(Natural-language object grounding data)
==========
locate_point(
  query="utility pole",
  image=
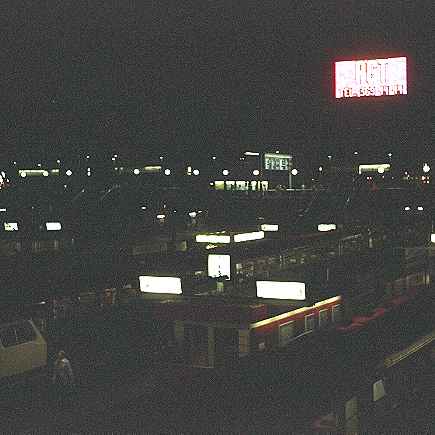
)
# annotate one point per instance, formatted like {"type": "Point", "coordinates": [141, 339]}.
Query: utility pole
{"type": "Point", "coordinates": [290, 176]}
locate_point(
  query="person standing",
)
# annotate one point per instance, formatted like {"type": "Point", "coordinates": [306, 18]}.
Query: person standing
{"type": "Point", "coordinates": [63, 379]}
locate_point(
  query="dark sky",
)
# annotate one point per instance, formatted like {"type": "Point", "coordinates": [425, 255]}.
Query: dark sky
{"type": "Point", "coordinates": [204, 77]}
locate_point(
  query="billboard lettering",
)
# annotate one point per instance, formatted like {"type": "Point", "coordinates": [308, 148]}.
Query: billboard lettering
{"type": "Point", "coordinates": [370, 77]}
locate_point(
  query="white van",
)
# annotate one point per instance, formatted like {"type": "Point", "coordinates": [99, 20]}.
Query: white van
{"type": "Point", "coordinates": [23, 350]}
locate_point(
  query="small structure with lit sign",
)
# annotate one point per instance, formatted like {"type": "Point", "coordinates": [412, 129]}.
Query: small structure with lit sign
{"type": "Point", "coordinates": [281, 290]}
{"type": "Point", "coordinates": [224, 237]}
{"type": "Point", "coordinates": [53, 226]}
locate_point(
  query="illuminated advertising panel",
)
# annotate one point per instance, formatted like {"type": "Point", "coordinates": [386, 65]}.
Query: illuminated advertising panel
{"type": "Point", "coordinates": [53, 226]}
{"type": "Point", "coordinates": [245, 237]}
{"type": "Point", "coordinates": [160, 284]}
{"type": "Point", "coordinates": [219, 265]}
{"type": "Point", "coordinates": [277, 162]}
{"type": "Point", "coordinates": [281, 290]}
{"type": "Point", "coordinates": [370, 77]}
{"type": "Point", "coordinates": [10, 226]}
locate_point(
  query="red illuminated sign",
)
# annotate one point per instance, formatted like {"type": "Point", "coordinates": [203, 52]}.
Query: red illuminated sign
{"type": "Point", "coordinates": [370, 78]}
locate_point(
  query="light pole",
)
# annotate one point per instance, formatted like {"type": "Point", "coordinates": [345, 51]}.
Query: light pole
{"type": "Point", "coordinates": [290, 173]}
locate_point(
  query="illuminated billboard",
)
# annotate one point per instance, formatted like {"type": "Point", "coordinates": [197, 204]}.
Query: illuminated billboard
{"type": "Point", "coordinates": [277, 162]}
{"type": "Point", "coordinates": [370, 77]}
{"type": "Point", "coordinates": [160, 284]}
{"type": "Point", "coordinates": [281, 290]}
==========
> _Your task_: Your copy should match the records above exactly, except that it contains no pictures.

> _Exercise result_:
locate_point(
  query="utility pole",
  image=
)
# annotate one point per instance, formatted like {"type": "Point", "coordinates": [141, 339]}.
Query: utility pole
{"type": "Point", "coordinates": [290, 176]}
locate_point(
  query="person standing",
)
# annotate one point per instance, formatted like {"type": "Point", "coordinates": [306, 18]}.
Query: person standing
{"type": "Point", "coordinates": [63, 379]}
locate_point(
  query="dark sky",
)
# annotate one point per instance, formatted like {"type": "Point", "coordinates": [425, 255]}.
Query: dark sky
{"type": "Point", "coordinates": [204, 77]}
locate_point(
  query="billboard lettering",
)
# annotate one point per instance, formatted like {"type": "Point", "coordinates": [308, 148]}.
Query: billboard lettering
{"type": "Point", "coordinates": [370, 77]}
locate_point(
  query="white van",
)
# annotate one point per instance, formatted like {"type": "Point", "coordinates": [99, 20]}.
Query: white van
{"type": "Point", "coordinates": [23, 350]}
locate_point(
  query="small structure with lit sign",
)
# annotate one point per instance, formatted like {"type": "Point", "coordinates": [412, 129]}.
Query: small structure with lit sign
{"type": "Point", "coordinates": [281, 290]}
{"type": "Point", "coordinates": [224, 237]}
{"type": "Point", "coordinates": [53, 226]}
locate_point(
  query="illuminated advertising panel",
)
# annotate one point per instance, formatted like {"type": "Point", "coordinates": [386, 65]}.
Query: illuminated advertising panel
{"type": "Point", "coordinates": [53, 226]}
{"type": "Point", "coordinates": [245, 237]}
{"type": "Point", "coordinates": [160, 284]}
{"type": "Point", "coordinates": [219, 265]}
{"type": "Point", "coordinates": [277, 162]}
{"type": "Point", "coordinates": [281, 290]}
{"type": "Point", "coordinates": [370, 77]}
{"type": "Point", "coordinates": [10, 226]}
locate_point(
  query="red illuminated sign",
)
# annotate one point per instance, formatted like {"type": "Point", "coordinates": [203, 52]}.
Query: red illuminated sign
{"type": "Point", "coordinates": [370, 78]}
locate_point(
  query="light pole",
)
# annotate one point per instance, formatted like {"type": "Point", "coordinates": [345, 51]}.
Query: light pole
{"type": "Point", "coordinates": [290, 173]}
locate_point(
  query="illuminated billboard",
)
# annotate one point per instance, formatted like {"type": "Point", "coordinates": [197, 204]}.
Query: illuminated billboard
{"type": "Point", "coordinates": [277, 162]}
{"type": "Point", "coordinates": [370, 77]}
{"type": "Point", "coordinates": [160, 284]}
{"type": "Point", "coordinates": [281, 290]}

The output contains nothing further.